# TASK TO CARRY OUT
Please retype every entry, keeping each one exactly as written.

# MATERIAL FOR THIS TASK

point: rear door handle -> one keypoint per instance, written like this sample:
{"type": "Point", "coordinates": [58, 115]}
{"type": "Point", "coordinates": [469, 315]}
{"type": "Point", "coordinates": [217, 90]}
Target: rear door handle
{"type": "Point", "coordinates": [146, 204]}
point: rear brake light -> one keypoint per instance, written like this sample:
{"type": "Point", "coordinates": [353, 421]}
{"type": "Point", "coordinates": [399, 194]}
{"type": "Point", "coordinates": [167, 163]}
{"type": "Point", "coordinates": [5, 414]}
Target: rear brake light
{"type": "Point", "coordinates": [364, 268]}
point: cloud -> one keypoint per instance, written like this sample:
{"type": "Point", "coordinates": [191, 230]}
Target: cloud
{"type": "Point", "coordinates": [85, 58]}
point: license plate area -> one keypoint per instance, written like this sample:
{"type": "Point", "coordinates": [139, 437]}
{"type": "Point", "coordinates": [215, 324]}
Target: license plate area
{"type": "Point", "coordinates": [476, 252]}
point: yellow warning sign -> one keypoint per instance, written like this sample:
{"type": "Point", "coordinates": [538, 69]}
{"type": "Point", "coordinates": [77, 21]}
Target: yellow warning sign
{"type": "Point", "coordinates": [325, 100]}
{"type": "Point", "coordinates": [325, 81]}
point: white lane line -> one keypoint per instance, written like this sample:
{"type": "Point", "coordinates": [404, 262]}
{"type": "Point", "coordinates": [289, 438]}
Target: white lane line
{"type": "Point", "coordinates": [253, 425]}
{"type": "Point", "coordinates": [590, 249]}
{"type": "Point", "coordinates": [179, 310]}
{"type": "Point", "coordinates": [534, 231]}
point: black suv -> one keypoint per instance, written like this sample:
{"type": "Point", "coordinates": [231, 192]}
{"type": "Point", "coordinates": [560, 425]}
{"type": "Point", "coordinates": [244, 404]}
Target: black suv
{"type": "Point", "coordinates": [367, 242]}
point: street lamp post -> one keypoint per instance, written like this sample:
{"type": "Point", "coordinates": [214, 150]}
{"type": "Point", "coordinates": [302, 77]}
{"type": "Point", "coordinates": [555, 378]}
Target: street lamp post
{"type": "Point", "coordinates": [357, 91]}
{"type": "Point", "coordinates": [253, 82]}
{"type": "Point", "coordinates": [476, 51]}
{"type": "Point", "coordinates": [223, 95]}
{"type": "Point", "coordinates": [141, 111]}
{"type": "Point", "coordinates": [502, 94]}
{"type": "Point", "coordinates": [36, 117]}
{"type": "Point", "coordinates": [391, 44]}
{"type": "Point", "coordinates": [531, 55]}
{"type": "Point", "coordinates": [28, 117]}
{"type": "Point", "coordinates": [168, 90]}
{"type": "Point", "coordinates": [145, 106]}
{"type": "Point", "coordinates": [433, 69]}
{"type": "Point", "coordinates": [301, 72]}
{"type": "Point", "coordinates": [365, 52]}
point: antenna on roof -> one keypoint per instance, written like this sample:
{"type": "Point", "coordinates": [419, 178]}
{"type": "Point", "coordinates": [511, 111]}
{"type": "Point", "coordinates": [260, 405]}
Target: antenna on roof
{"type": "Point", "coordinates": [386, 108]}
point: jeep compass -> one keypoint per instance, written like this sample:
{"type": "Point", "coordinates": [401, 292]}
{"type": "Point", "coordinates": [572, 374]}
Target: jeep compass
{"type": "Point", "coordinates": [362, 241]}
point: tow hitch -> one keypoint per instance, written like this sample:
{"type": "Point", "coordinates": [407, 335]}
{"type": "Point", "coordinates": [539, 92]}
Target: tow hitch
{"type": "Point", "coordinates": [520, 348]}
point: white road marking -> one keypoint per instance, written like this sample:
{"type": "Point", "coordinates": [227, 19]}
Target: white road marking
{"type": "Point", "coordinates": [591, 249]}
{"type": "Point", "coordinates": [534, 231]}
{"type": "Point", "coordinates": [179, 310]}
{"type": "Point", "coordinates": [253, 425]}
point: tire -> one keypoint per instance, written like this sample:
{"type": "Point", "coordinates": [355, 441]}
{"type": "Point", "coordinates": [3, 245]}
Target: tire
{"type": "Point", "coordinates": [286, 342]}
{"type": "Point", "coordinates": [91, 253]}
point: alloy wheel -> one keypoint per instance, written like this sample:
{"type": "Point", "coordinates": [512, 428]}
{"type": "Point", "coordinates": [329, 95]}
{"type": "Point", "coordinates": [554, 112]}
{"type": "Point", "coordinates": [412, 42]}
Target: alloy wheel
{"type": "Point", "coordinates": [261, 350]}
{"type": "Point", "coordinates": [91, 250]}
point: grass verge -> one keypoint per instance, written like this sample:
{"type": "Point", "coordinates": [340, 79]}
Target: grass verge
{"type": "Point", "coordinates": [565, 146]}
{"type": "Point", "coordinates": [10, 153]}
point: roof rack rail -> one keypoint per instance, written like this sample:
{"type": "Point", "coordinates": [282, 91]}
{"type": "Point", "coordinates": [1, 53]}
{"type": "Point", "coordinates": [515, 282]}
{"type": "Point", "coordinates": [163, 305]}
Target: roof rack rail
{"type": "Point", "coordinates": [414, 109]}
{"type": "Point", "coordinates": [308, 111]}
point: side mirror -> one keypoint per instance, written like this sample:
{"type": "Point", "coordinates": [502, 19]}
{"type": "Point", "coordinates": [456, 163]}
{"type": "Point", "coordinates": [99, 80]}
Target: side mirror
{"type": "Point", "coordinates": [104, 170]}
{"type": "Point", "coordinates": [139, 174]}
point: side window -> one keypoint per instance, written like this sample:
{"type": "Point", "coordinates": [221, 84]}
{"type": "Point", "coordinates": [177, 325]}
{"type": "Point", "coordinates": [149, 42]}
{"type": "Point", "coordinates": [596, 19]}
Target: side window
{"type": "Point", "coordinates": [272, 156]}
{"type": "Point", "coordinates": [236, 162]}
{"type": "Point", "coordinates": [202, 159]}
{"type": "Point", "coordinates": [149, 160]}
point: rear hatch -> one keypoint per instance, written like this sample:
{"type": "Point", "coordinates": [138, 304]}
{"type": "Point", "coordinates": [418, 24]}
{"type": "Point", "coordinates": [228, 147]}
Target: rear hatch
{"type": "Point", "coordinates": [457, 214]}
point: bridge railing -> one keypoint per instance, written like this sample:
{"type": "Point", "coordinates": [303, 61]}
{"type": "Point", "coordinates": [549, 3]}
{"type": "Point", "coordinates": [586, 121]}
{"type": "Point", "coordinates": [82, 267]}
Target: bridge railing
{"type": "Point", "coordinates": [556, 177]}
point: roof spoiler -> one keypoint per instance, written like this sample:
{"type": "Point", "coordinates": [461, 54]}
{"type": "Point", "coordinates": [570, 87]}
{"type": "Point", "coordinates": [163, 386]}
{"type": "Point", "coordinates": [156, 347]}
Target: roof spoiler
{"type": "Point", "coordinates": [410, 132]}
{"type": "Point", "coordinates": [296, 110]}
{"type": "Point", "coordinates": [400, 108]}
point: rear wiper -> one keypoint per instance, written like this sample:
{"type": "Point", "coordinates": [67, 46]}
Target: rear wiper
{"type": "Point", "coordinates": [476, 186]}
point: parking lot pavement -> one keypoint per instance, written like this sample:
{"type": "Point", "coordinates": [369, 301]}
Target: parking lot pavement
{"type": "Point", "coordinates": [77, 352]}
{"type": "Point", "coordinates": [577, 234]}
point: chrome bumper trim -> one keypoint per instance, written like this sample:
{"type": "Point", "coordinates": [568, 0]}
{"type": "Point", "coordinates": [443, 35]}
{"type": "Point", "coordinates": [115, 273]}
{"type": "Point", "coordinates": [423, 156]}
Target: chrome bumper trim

# FINAL ANSWER
point: rear door handle -> one keypoint per instance, written like this sample:
{"type": "Point", "coordinates": [58, 115]}
{"type": "Point", "coordinates": [469, 315]}
{"type": "Point", "coordinates": [217, 90]}
Target: rear door handle
{"type": "Point", "coordinates": [146, 204]}
point: rear brake light -> one keypoint per instance, written like this sample:
{"type": "Point", "coordinates": [353, 421]}
{"type": "Point", "coordinates": [399, 194]}
{"type": "Point", "coordinates": [167, 163]}
{"type": "Point", "coordinates": [5, 414]}
Target: rear brake light
{"type": "Point", "coordinates": [364, 268]}
point: cloud -> one keypoint per instance, written like this sample:
{"type": "Point", "coordinates": [191, 230]}
Target: cloud
{"type": "Point", "coordinates": [85, 58]}
point: license plate area -> one keypoint per instance, written like this sample:
{"type": "Point", "coordinates": [139, 437]}
{"type": "Point", "coordinates": [215, 324]}
Target: license plate area
{"type": "Point", "coordinates": [476, 252]}
point: yellow warning sign -> one keypoint per instance, written like this sample:
{"type": "Point", "coordinates": [538, 69]}
{"type": "Point", "coordinates": [77, 21]}
Target: yellow warning sign
{"type": "Point", "coordinates": [325, 100]}
{"type": "Point", "coordinates": [325, 81]}
point: white lane line -> one keypoint per instance, written like this sample:
{"type": "Point", "coordinates": [404, 262]}
{"type": "Point", "coordinates": [289, 438]}
Target: white lane line
{"type": "Point", "coordinates": [253, 425]}
{"type": "Point", "coordinates": [590, 249]}
{"type": "Point", "coordinates": [179, 310]}
{"type": "Point", "coordinates": [534, 231]}
point: black suv -> one keypoint per instance, written like this sample:
{"type": "Point", "coordinates": [231, 192]}
{"type": "Point", "coordinates": [560, 425]}
{"type": "Point", "coordinates": [244, 404]}
Target: black suv
{"type": "Point", "coordinates": [367, 242]}
point: street lamp post -> one keypoint per instance, written like this sample:
{"type": "Point", "coordinates": [214, 150]}
{"type": "Point", "coordinates": [302, 77]}
{"type": "Point", "coordinates": [555, 378]}
Target: street lamp post
{"type": "Point", "coordinates": [357, 91]}
{"type": "Point", "coordinates": [253, 82]}
{"type": "Point", "coordinates": [476, 51]}
{"type": "Point", "coordinates": [223, 95]}
{"type": "Point", "coordinates": [141, 111]}
{"type": "Point", "coordinates": [502, 94]}
{"type": "Point", "coordinates": [36, 117]}
{"type": "Point", "coordinates": [391, 44]}
{"type": "Point", "coordinates": [531, 55]}
{"type": "Point", "coordinates": [28, 117]}
{"type": "Point", "coordinates": [168, 90]}
{"type": "Point", "coordinates": [145, 106]}
{"type": "Point", "coordinates": [433, 69]}
{"type": "Point", "coordinates": [301, 72]}
{"type": "Point", "coordinates": [365, 52]}
point: antenna on roof -> one keypoint per instance, written like this sample:
{"type": "Point", "coordinates": [419, 178]}
{"type": "Point", "coordinates": [511, 111]}
{"type": "Point", "coordinates": [260, 405]}
Target: antenna on roof
{"type": "Point", "coordinates": [386, 108]}
point: jeep compass -> one keypoint per instance, written like this sample:
{"type": "Point", "coordinates": [401, 292]}
{"type": "Point", "coordinates": [572, 374]}
Target: jeep compass
{"type": "Point", "coordinates": [362, 241]}
point: tow hitch -> one keypoint per instance, written like this sample:
{"type": "Point", "coordinates": [407, 335]}
{"type": "Point", "coordinates": [539, 92]}
Target: tow hitch
{"type": "Point", "coordinates": [520, 348]}
point: white road marking -> one keypoint per instance, written like this sample:
{"type": "Point", "coordinates": [227, 19]}
Target: white road marking
{"type": "Point", "coordinates": [591, 249]}
{"type": "Point", "coordinates": [534, 231]}
{"type": "Point", "coordinates": [179, 310]}
{"type": "Point", "coordinates": [253, 425]}
point: tire -> one keypoint per instance, written like this sample:
{"type": "Point", "coordinates": [355, 441]}
{"type": "Point", "coordinates": [3, 245]}
Target: tire
{"type": "Point", "coordinates": [286, 342]}
{"type": "Point", "coordinates": [91, 253]}
point: alloy wheel -> one keypoint per instance, written like this sample:
{"type": "Point", "coordinates": [512, 428]}
{"type": "Point", "coordinates": [329, 95]}
{"type": "Point", "coordinates": [554, 112]}
{"type": "Point", "coordinates": [412, 42]}
Target: alloy wheel
{"type": "Point", "coordinates": [261, 350]}
{"type": "Point", "coordinates": [91, 250]}
point: grass verge -> one keypoint per instance, written like this sample:
{"type": "Point", "coordinates": [340, 79]}
Target: grass verge
{"type": "Point", "coordinates": [565, 146]}
{"type": "Point", "coordinates": [10, 153]}
point: roof rack rail -> one keypoint per instance, written like this sample:
{"type": "Point", "coordinates": [282, 91]}
{"type": "Point", "coordinates": [1, 53]}
{"type": "Point", "coordinates": [515, 282]}
{"type": "Point", "coordinates": [163, 305]}
Target: roof rack rail
{"type": "Point", "coordinates": [414, 109]}
{"type": "Point", "coordinates": [308, 111]}
point: side mirror -> one keypoint per instance, written like this sample:
{"type": "Point", "coordinates": [502, 19]}
{"type": "Point", "coordinates": [456, 163]}
{"type": "Point", "coordinates": [99, 80]}
Target: side mirror
{"type": "Point", "coordinates": [104, 170]}
{"type": "Point", "coordinates": [139, 174]}
point: side window -> one keypoint per instance, written like this sample:
{"type": "Point", "coordinates": [221, 84]}
{"type": "Point", "coordinates": [177, 325]}
{"type": "Point", "coordinates": [149, 42]}
{"type": "Point", "coordinates": [596, 19]}
Target: side window
{"type": "Point", "coordinates": [272, 156]}
{"type": "Point", "coordinates": [236, 162]}
{"type": "Point", "coordinates": [202, 159]}
{"type": "Point", "coordinates": [149, 160]}
point: rear hatch -> one keypoint per instance, written like this sample:
{"type": "Point", "coordinates": [138, 304]}
{"type": "Point", "coordinates": [418, 24]}
{"type": "Point", "coordinates": [228, 147]}
Target: rear hatch
{"type": "Point", "coordinates": [457, 214]}
point: bridge railing -> one keypoint per instance, written like this sample:
{"type": "Point", "coordinates": [303, 61]}
{"type": "Point", "coordinates": [549, 3]}
{"type": "Point", "coordinates": [586, 121]}
{"type": "Point", "coordinates": [82, 267]}
Target: bridge railing
{"type": "Point", "coordinates": [556, 177]}
point: roof spoiler -> one keypoint per instance, written like this sample:
{"type": "Point", "coordinates": [461, 54]}
{"type": "Point", "coordinates": [570, 87]}
{"type": "Point", "coordinates": [163, 386]}
{"type": "Point", "coordinates": [156, 347]}
Target: roof spoiler
{"type": "Point", "coordinates": [410, 132]}
{"type": "Point", "coordinates": [296, 110]}
{"type": "Point", "coordinates": [400, 108]}
point: rear wiper -> one keypoint per instance, written like this sample:
{"type": "Point", "coordinates": [67, 46]}
Target: rear wiper
{"type": "Point", "coordinates": [476, 186]}
point: parking lot pavement -> one keypoint per instance, written like this sample:
{"type": "Point", "coordinates": [369, 301]}
Target: parking lot pavement
{"type": "Point", "coordinates": [77, 352]}
{"type": "Point", "coordinates": [577, 234]}
point: chrome bumper trim -> one keypoint per instance, written like this sample:
{"type": "Point", "coordinates": [568, 0]}
{"type": "Point", "coordinates": [443, 35]}
{"type": "Point", "coordinates": [115, 273]}
{"type": "Point", "coordinates": [423, 156]}
Target: chrome bumper trim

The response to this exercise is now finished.